Monday, October 17, 2005

Recipe for Destruction - New York Times

This is such incredible bullshit I don't know what to say. Bill Joy, I should have expected this from. Kurzweil I always felt to be vague, but largely futurist, and harmless to me. But here he is, making an insidious call for research and publication controls. They modestly suggest that such 'very dangerous' research as the genome for a influenza virus should not be publishable, or perhaps researchable.

They do not mention what limits such controls should have. Who might oversee it, or what other fields of research should be so controlled. Why should they? It's common sense, that such dangerous things should not be allowed in the wild, where the 'terrorists' will get it.

Building a virus from a genomic specification is a non-trivial bit of biology. I will confidently state that the only people who may develop weaponized diseases based on this will be the US military/associated industry, who spies on them, and who buys it from them. WHO WOULD HAVE HAD THE VIRUS GENOME ANYWAY.

I'll tell you what else will happen, almost for certain. People will keep dying from influenza virii. Medical care will continue to be developed, which depends on viral research which falls entirely within the area Joy and Kurzweil claim should/can be controlled. The military will develop more and more biological weapons that it denies having, and prevents other people from having. They will contribute effectively nothing to medical research or the scientific community.

So we can control this research, and lose some medical progress in all related fields, which will not affect the development of biological weapons(which is largely undertaken by militaries who would be independent of such controls), in order to control the possibility of independent development of such weapons by terrorists.

That seems like a bad bet to me. The only sophisticated terrorist attack using independently developed weapons was the Aum group in Japan, who used Sarin, and attempted to use biologicals. Sarin is a nerve agent, and they developed it by recruiting chemistry majors. constructing a virus from a bare genome is profoundly more difficult than that, and requires independent scientific work to weaponize, very different from simply constructing a known substance. Every other terrorist attack has used conventional or stolen weapons. Even the anthrax letters in September-August of 2001 were embarassingly later shown to be of the Ames strain of weaponized anthrax(which is only known to be in US weapons labs).

Suppression, in the long run, doesn't work. You can prevent undetermined people(who weren't an issue in the first place), catch ill-prepared or incompetent people, and dissuade moral and legal people. This leaves largely the people you were concerned about in the first place, which is determined, competent, immoral people.

**Data for review:**

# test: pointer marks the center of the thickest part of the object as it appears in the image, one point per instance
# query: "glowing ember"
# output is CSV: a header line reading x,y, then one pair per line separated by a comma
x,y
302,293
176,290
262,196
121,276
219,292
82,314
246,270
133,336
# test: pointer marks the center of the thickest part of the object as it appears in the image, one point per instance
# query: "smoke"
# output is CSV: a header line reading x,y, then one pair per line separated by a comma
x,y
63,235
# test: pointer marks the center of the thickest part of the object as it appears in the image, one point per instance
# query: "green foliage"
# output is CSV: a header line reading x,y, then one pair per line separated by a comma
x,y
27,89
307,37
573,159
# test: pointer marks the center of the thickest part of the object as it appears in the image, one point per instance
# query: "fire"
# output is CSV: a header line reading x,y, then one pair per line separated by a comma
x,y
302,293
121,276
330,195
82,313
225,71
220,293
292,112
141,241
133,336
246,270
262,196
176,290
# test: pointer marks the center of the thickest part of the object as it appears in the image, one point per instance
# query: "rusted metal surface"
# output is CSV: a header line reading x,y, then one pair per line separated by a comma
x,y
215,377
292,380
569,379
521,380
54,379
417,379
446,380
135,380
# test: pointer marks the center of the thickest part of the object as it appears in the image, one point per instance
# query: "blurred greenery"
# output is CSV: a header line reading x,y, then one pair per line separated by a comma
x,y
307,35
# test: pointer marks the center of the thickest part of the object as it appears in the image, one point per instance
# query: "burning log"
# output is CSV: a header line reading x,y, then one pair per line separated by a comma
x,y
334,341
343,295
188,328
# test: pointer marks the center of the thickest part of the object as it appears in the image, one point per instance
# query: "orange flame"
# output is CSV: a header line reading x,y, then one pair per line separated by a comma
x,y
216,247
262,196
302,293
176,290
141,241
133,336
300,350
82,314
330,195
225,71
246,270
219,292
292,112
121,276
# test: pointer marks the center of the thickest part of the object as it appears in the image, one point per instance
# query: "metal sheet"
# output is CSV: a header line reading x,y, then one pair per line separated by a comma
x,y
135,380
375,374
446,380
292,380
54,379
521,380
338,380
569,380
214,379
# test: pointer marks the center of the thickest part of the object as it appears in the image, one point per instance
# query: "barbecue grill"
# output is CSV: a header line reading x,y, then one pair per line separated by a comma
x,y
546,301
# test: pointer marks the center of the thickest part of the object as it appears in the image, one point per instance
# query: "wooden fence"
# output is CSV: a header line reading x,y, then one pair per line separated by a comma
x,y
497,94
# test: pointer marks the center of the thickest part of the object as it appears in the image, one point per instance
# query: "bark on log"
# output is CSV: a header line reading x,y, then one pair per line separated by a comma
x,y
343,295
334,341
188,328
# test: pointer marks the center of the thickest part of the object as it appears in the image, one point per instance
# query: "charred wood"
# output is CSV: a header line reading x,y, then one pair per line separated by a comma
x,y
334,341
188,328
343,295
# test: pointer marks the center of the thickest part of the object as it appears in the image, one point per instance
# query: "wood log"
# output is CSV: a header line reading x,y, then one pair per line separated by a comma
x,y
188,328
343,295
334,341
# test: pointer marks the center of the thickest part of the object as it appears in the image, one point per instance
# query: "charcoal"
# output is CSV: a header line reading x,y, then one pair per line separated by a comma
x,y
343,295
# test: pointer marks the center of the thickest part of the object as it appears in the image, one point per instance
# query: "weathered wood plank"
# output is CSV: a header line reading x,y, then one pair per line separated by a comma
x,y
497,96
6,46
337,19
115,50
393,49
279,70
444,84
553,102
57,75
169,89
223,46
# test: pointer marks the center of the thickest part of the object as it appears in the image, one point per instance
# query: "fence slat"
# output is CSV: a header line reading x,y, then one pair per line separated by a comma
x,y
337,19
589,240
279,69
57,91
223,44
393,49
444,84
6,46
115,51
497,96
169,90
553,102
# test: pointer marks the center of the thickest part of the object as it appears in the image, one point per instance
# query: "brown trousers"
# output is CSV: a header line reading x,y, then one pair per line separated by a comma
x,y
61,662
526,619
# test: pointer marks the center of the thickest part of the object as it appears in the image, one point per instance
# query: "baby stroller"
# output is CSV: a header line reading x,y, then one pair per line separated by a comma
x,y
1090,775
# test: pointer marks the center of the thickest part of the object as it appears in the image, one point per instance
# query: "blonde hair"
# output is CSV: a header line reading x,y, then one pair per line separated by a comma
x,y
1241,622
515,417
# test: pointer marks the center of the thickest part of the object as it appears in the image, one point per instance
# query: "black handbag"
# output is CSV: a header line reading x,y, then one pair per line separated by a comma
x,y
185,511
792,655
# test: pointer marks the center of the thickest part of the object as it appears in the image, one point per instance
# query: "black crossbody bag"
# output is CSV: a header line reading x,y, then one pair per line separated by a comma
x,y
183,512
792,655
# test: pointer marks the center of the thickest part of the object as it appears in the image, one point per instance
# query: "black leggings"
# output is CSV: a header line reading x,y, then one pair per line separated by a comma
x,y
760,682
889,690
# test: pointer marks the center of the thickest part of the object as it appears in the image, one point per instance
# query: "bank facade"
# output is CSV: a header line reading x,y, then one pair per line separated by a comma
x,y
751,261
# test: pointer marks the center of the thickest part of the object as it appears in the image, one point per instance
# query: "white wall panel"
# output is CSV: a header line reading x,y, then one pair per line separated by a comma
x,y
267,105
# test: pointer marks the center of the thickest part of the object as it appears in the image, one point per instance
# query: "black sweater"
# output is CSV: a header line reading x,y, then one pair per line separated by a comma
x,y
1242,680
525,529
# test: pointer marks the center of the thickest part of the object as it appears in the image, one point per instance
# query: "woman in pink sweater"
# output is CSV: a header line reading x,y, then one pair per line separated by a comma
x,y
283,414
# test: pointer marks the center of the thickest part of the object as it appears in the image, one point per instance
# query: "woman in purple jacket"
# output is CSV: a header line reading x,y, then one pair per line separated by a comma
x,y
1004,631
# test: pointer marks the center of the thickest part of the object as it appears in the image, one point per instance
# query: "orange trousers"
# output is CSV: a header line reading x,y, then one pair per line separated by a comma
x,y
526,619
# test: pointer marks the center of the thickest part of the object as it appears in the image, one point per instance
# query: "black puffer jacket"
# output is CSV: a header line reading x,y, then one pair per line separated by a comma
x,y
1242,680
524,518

**Work instructions:**
**1)** In the blog post, rewrite the part that opens with the words containing "Monday, October 17, 2005" and closes with "will get it.", changing "influenza virus" to "smallpox virus".
**2)** Answer these questions from the blog post:
(a) What research do Joy and Kurzweil suggest should not be publishable?
(b) How did the Aum group develop Sarin?
(c) What strain were the anthrax letters later shown to be?
**3)** According to the blog post, why does suppression not work in the long run?

**Task-by-task results:**
**1)**
Monday, October 17, 2005

Recipe for Destruction - New York Times

This is such incredible bullshit I don't know what to say. Bill Joy, I should have expected this from. Kurzweil I always felt to be vague, but largely futurist, and harmless to me. But here he is, making an insidious call for research and publication controls. They modestly suggest that such 'very dangerous' research as the genome for a smallpox virus should not be publishable, or perhaps researchable.

They do not mention what limits such controls should have. Who might oversee it, or what other fields of research should be so controlled. Why should they? It's common sense, that such dangerous things should not be allowed in the wild, where the 'terrorists' will get it.

**2)**
(a) The genome for an influenza virus.
(b) By recruiting chemistry majors.
(c) The Ames strain of weaponized anthrax.

**3)** Suppression only stops undetermined people, catches ill-prepared or incompetent people, and dissuades moral and legal people. That leaves mostly the people who were the concern in the first place: determined, competent, immoral people.